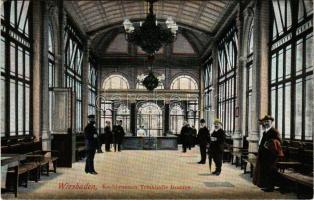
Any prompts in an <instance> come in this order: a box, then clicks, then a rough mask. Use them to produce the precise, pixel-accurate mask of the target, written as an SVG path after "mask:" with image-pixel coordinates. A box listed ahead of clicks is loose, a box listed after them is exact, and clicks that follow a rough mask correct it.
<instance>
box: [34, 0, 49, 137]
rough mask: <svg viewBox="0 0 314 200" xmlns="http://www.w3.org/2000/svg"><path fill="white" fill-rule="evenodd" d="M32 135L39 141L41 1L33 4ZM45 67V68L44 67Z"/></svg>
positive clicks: (39, 132) (35, 2) (41, 30)
mask: <svg viewBox="0 0 314 200" xmlns="http://www.w3.org/2000/svg"><path fill="white" fill-rule="evenodd" d="M33 40H34V43H33V88H32V90H33V102H32V103H33V104H32V107H33V108H32V109H33V113H32V120H33V123H32V124H33V135H34V137H35V140H36V141H39V140H40V139H41V106H42V104H41V67H42V60H41V58H42V56H41V53H42V6H41V1H34V2H33ZM45 67H46V66H45Z"/></svg>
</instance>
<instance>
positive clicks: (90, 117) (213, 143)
mask: <svg viewBox="0 0 314 200" xmlns="http://www.w3.org/2000/svg"><path fill="white" fill-rule="evenodd" d="M88 119H89V123H88V124H87V126H86V127H85V129H84V133H85V137H86V147H87V156H86V157H87V158H86V165H85V172H86V173H91V174H97V172H96V171H95V169H94V156H95V153H96V149H99V147H100V148H101V145H99V135H98V134H97V129H96V127H95V115H89V116H88ZM273 121H274V118H273V117H271V116H269V115H266V116H265V117H264V118H262V119H260V120H259V122H260V124H261V126H262V128H263V135H262V137H261V138H260V140H259V142H258V152H257V162H256V168H255V171H254V177H253V183H254V184H255V185H257V186H258V187H260V188H262V190H264V191H265V192H271V191H273V190H274V186H275V185H277V186H280V181H279V180H278V179H277V178H276V177H278V176H277V168H276V162H277V160H278V159H280V158H282V157H283V156H284V154H283V151H282V148H281V139H280V136H279V132H278V130H276V129H275V128H274V127H273V126H272V122H273ZM121 125H122V121H121V120H119V121H117V125H116V126H114V127H113V129H112V130H111V127H110V122H109V121H107V122H106V127H105V132H104V135H103V137H104V138H103V141H105V149H106V151H110V144H111V143H112V142H113V144H114V150H115V151H116V150H117V149H118V151H121V144H122V140H123V137H124V135H125V132H124V130H123V127H122V126H121ZM195 135H196V129H195V128H193V127H190V126H189V124H188V123H187V122H184V126H183V127H182V130H181V139H182V144H183V152H186V150H187V148H189V149H191V147H192V146H193V145H194V144H195V143H194V142H193V141H195ZM196 141H197V143H198V144H199V147H200V154H201V160H200V161H199V162H198V163H199V164H205V163H206V151H207V152H208V158H209V162H211V159H213V160H214V163H215V166H216V169H215V171H214V172H212V174H215V175H217V176H218V175H220V173H221V167H222V160H223V153H224V143H225V131H224V130H223V129H222V123H221V121H220V120H219V119H216V120H214V131H213V132H212V133H211V134H210V131H209V129H208V128H207V126H206V122H205V120H204V119H201V120H200V129H199V131H198V134H197V136H196Z"/></svg>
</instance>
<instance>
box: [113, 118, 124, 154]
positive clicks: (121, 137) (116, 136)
mask: <svg viewBox="0 0 314 200" xmlns="http://www.w3.org/2000/svg"><path fill="white" fill-rule="evenodd" d="M121 125H122V120H118V122H117V125H116V126H114V127H113V129H112V132H113V137H114V151H116V150H117V146H118V151H121V144H122V141H123V138H124V135H125V132H124V129H123V127H122V126H121Z"/></svg>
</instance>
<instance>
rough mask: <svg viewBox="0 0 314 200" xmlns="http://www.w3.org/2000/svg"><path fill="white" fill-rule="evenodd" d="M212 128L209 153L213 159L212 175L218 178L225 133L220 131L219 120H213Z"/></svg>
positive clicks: (223, 131) (223, 147)
mask: <svg viewBox="0 0 314 200" xmlns="http://www.w3.org/2000/svg"><path fill="white" fill-rule="evenodd" d="M214 128H215V130H214V132H213V133H212V135H211V144H210V153H211V154H212V157H213V159H214V162H215V165H216V170H215V171H214V172H213V173H212V174H215V175H217V176H219V175H220V173H221V166H222V159H223V153H224V144H225V138H226V136H225V131H224V130H223V129H222V123H221V121H220V120H219V119H215V121H214Z"/></svg>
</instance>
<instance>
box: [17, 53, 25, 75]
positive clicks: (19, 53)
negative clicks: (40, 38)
mask: <svg viewBox="0 0 314 200" xmlns="http://www.w3.org/2000/svg"><path fill="white" fill-rule="evenodd" d="M17 59H18V64H17V67H18V76H19V77H23V74H24V72H23V50H22V48H21V47H19V48H18V57H17Z"/></svg>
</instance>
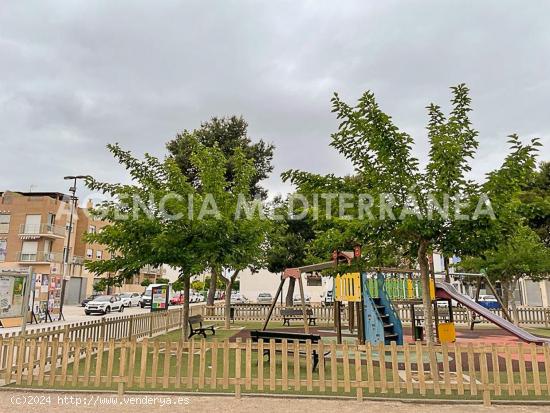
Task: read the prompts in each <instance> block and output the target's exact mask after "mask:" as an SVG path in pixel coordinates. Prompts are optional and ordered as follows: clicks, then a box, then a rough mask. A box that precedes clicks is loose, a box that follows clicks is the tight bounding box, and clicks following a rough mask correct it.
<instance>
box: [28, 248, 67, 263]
mask: <svg viewBox="0 0 550 413" xmlns="http://www.w3.org/2000/svg"><path fill="white" fill-rule="evenodd" d="M17 257H18V258H17V261H18V262H19V263H32V264H42V263H43V264H47V263H50V262H62V261H63V254H61V253H60V252H44V251H37V252H33V253H26V252H18V253H17Z"/></svg>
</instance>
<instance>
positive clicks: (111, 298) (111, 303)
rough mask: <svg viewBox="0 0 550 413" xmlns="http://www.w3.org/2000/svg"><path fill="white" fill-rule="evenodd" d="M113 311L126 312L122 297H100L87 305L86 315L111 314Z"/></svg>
mask: <svg viewBox="0 0 550 413" xmlns="http://www.w3.org/2000/svg"><path fill="white" fill-rule="evenodd" d="M111 311H118V312H120V313H122V312H123V311H124V305H123V304H122V300H121V299H120V297H117V296H114V295H100V296H99V297H97V298H95V299H94V300H92V301H89V302H88V303H86V307H84V313H85V314H86V315H90V314H92V313H99V314H109V313H110V312H111Z"/></svg>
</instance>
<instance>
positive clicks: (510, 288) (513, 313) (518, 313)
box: [509, 280, 519, 325]
mask: <svg viewBox="0 0 550 413" xmlns="http://www.w3.org/2000/svg"><path fill="white" fill-rule="evenodd" d="M517 285H518V282H517V280H514V281H512V282H511V283H510V290H509V291H510V307H511V308H512V320H514V324H515V325H519V311H518V307H517V306H516V300H515V299H514V291H515V290H516V288H517Z"/></svg>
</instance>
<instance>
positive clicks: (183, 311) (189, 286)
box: [182, 275, 191, 341]
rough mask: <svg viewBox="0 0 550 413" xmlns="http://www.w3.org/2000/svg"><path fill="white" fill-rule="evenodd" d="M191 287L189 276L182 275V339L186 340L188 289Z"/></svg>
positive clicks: (188, 321)
mask: <svg viewBox="0 0 550 413" xmlns="http://www.w3.org/2000/svg"><path fill="white" fill-rule="evenodd" d="M190 289H191V276H189V275H184V276H183V297H184V298H185V300H184V301H183V320H182V322H183V326H182V329H183V339H184V340H185V341H187V337H188V336H189V290H190Z"/></svg>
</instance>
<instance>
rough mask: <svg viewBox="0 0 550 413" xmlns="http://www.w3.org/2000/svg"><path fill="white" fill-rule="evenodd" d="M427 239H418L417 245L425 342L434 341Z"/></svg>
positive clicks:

◆ ◆ ◆ ◆ ◆ ◆ ◆

What you are asked to do: Return each line of the records above in which the word "after" occurs.

Exercise result:
Any prompts in an <instance> come in this order: a box, then clicks, then a rough mask. Use them to produce the precise, pixel-accurate mask of the target, written as an SVG path after "mask:" with image-pixel coordinates. A box listed ahead of clicks is loose, a box listed after them is exact, and clicks that follow a rough mask correct it.
Task: read the prompts in each <instance> block and output the target's exact mask after "mask:" as an SVG path in pixel coordinates. Prompts are optional and ordered as follows: clicks, then a box, then a rough mask. A box that precedes clicks is loose, a box that follows clicks is the tight bounding box, and clicks following a rough mask correct it.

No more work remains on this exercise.